# Stated exercise
Please rewrite the items below with every "bare tree" changed to "leafless tree" and nothing else altered. Leave the pictures out of your answer.
-- Begin Record extracts --
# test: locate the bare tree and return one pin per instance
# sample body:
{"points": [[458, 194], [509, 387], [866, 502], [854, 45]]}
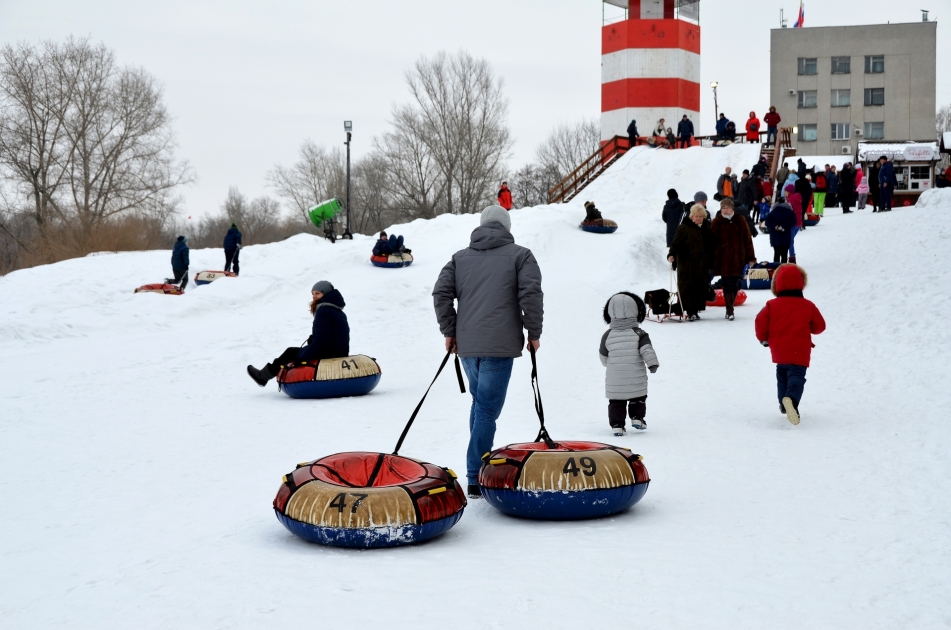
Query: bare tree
{"points": [[85, 139], [459, 114], [319, 174], [568, 145]]}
-- End Record extracts --
# Written solution
# test: locate the leafless tree and return one pin per instance
# sample body:
{"points": [[458, 194], [509, 387], [866, 502], [854, 45]]}
Query: leafless tree
{"points": [[85, 139], [459, 114], [319, 174], [568, 145]]}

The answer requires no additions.